[RECORDS SUPPLIED — start]

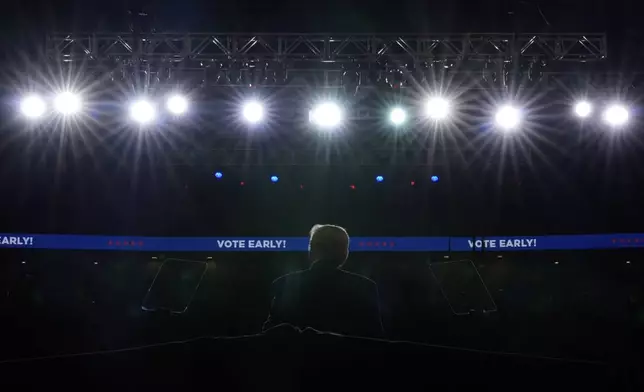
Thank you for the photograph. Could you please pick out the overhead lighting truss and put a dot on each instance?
(341, 59)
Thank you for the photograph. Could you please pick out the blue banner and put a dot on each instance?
(298, 244)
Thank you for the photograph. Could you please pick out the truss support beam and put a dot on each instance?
(197, 48)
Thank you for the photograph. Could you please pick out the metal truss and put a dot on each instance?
(332, 60)
(405, 48)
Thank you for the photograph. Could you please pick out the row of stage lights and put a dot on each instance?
(274, 179)
(326, 115)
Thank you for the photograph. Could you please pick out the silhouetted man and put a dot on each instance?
(325, 297)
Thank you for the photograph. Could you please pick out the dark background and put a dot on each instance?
(587, 305)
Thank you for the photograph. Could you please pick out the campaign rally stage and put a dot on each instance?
(297, 244)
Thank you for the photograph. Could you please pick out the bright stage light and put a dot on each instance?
(508, 117)
(616, 115)
(397, 116)
(437, 108)
(142, 112)
(33, 106)
(67, 103)
(326, 115)
(177, 105)
(583, 109)
(253, 112)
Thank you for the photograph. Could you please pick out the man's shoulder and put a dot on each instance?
(290, 276)
(357, 278)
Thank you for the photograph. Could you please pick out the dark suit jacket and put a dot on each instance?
(327, 299)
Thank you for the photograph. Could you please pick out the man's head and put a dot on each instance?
(329, 243)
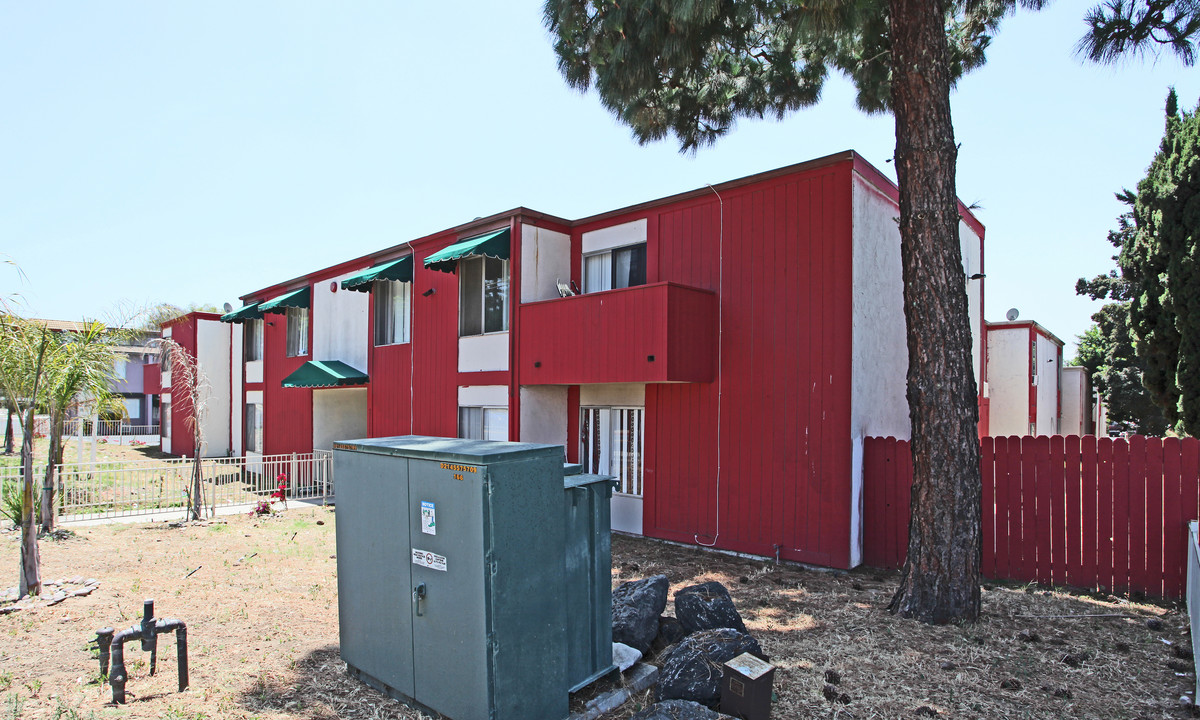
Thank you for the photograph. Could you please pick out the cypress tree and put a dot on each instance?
(1161, 258)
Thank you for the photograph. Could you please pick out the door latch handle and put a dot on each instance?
(418, 595)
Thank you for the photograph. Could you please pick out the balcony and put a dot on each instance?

[RECORDS SUPPLIED — finish]

TASK REQUIREMENTS
Repeat exactly, and only, the lines of the records above, starting with the line that contains "handle and put a dot on each instance?" and ending with the final line, both included.

EXERCISE RESULT
Thank you for the photograph. Could you please pick out the door latch handle and put a dot on each instance?
(418, 595)
Thank you for the photograph. Could you please pick out the balcony and put a dot on each instance?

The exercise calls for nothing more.